What you will do:
Retype the opening lines of the data exactly, stopping after the line that contains "side window shown above.". Skip every picture.

(Records from a dataset)
○ ○ ○ ○ ○

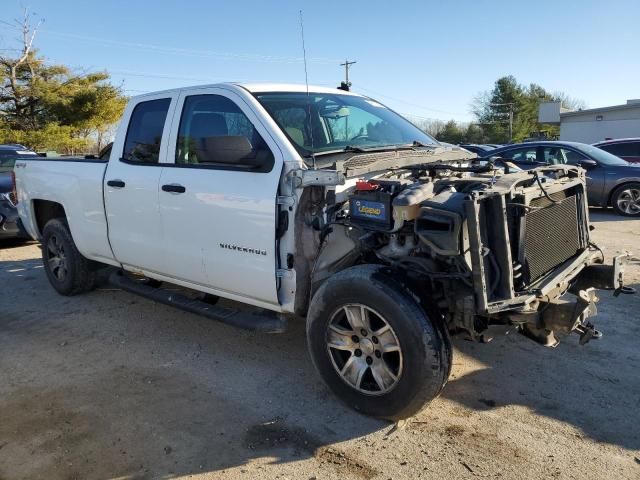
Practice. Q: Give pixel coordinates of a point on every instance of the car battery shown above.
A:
(371, 209)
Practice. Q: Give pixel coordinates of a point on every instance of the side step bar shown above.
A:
(268, 322)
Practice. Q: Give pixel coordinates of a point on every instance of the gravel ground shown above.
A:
(109, 385)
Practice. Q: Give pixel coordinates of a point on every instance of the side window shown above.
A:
(142, 143)
(573, 158)
(214, 133)
(521, 155)
(621, 149)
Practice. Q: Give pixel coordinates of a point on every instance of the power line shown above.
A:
(185, 52)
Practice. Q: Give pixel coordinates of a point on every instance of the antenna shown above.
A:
(306, 81)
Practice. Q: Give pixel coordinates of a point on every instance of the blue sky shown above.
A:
(423, 58)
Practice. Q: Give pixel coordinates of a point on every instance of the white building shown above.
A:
(594, 124)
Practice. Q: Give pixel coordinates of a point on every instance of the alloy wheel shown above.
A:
(56, 258)
(629, 201)
(364, 349)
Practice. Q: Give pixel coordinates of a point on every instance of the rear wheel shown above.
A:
(68, 271)
(374, 345)
(626, 200)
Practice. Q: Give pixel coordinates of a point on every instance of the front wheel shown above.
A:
(374, 345)
(68, 271)
(626, 200)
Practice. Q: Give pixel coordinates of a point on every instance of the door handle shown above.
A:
(116, 183)
(173, 188)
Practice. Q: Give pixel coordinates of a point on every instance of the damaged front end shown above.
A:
(481, 244)
(569, 313)
(534, 264)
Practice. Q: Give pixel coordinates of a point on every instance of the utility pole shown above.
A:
(346, 84)
(510, 117)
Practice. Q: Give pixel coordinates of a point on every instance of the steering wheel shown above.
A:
(360, 137)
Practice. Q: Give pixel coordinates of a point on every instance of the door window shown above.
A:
(572, 157)
(521, 155)
(142, 143)
(629, 149)
(215, 133)
(553, 155)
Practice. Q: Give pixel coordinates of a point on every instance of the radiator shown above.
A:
(551, 236)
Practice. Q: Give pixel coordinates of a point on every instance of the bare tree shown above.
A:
(12, 90)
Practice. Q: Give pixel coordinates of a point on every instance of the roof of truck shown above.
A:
(258, 88)
(290, 87)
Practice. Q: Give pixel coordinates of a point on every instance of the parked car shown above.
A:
(611, 181)
(626, 148)
(9, 224)
(384, 239)
(479, 150)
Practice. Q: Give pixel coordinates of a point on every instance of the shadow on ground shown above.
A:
(108, 385)
(595, 388)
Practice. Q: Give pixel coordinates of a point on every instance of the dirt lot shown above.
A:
(108, 385)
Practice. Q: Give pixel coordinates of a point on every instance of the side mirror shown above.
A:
(588, 164)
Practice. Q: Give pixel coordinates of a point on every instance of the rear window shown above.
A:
(630, 149)
(142, 143)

○ ○ ○ ○ ○

Answer section:
Practice. Q: Give pixel coordinates of a point on every instance of the car battery shown above.
A:
(371, 209)
Practice. Q: Give pixel coordinates of a point on every instance of the side step bar shown above.
A:
(268, 322)
Practice. Q: Give pixel coordinates of a point on every instance of the gravel ground shown above.
A:
(109, 385)
Practice. Q: Give pixel coordinates of a point on every instance of the side window shown above.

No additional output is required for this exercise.